How toys stopped being about play and became mainly about collecting

Full-text audio version of this essay.

In 2010, venture capitalist Chris Dixon wrote a blog post that sought to explain why the multimillion-dollar businesses that once dominated the consumer web at the turn of the millennium — companies like AOL or AltaVista — had been displaced in a single decade by the likes of Facebook and Google. The answer, he argued, was not that the older companies were complacent or stupid. Rather, “the reason big new things sneak by incumbents is that the next big thing always starts out being dismissed as a ‘toy.’”

By this he meant that when disruptive technologies first emerge, vendors and consumers often overlook their novel utilities, since their assumptions about use and value are still framed by old paradigms. Compared with the existing tools that seem to sufficiently address consumer needs, the new tech seems trivial, redundant — a toy. In time, however, the new invention disrupts our understanding of utility itself: It creates new kinds of demand, new use cases and new satisfactions, cornering new markets and eventually turning the tables so that the old systems now seem like kids’ stuff.

• • • • • • •

The task: Copy out the excerpt above on how toys shifted from play to collecting, word for word and in full.

• • • • • • •

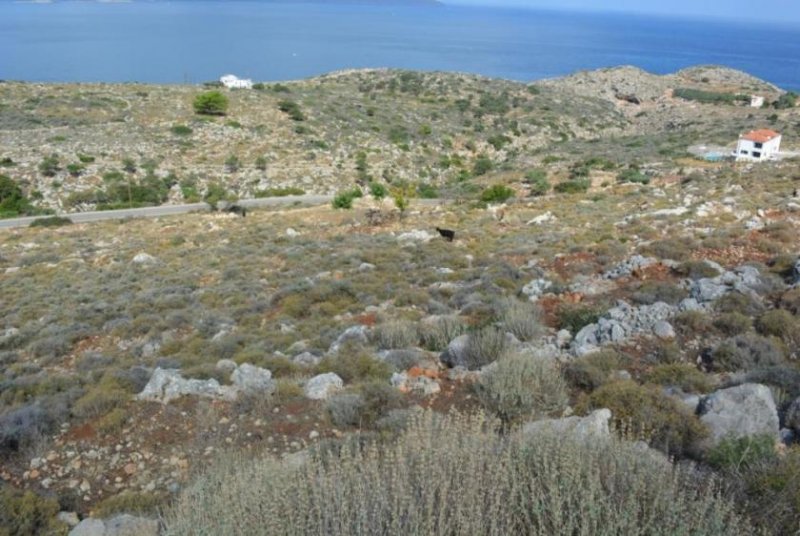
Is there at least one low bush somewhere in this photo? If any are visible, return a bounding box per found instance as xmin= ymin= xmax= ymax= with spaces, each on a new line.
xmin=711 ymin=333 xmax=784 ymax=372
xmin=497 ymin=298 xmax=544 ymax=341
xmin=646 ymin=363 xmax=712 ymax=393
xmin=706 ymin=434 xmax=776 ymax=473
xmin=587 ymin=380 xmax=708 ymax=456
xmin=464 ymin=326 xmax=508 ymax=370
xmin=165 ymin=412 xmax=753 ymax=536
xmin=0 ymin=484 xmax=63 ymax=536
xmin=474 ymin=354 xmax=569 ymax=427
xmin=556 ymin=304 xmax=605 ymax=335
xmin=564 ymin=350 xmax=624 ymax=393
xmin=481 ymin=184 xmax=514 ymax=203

• • • • • • •

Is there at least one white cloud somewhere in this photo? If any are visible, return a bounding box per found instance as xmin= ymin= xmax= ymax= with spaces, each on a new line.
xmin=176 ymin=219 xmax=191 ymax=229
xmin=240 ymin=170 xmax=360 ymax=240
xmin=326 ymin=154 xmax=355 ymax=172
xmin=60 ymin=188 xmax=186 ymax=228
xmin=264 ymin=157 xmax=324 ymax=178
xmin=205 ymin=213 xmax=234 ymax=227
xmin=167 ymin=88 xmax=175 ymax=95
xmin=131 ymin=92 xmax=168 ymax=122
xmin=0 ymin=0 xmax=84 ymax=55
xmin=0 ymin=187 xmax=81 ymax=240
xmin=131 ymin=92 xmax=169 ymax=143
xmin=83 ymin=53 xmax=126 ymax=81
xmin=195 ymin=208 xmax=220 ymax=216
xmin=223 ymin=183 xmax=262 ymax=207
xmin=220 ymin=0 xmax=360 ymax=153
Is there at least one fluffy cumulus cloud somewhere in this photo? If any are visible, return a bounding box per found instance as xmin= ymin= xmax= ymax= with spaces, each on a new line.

• • • • • • •

Expected answer:
How toys stopped being about play and became mainly about collecting

Full-text audio version of this essay.

In 2010, venture capitalist Chris Dixon wrote a blog post that sought to explain why the multimillion-dollar businesses that once dominated the consumer web at the turn of the millennium — companies like AOL or AltaVista — had been displaced in a single decade by the likes of Facebook and Google. The answer, he argued, was not that the older companies were complacent or stupid. Rather, “the reason big new things sneak by incumbents is that the next big thing always starts out being dismissed as a ‘toy.’”

By this he meant that when disruptive technologies first emerge, vendors and consumers often overlook their novel utilities, since their assumptions about use and value are still framed by old paradigms. Compared with the existing tools that seem to sufficiently address consumer needs, the new tech seems trivial, redundant — a toy. In time, however, the new invention disrupts our understanding of utility itself: It creates new kinds of demand, new use cases and new satisfactions, cornering new markets and eventually turning the tables so that the old systems now seem like kids’ stuff.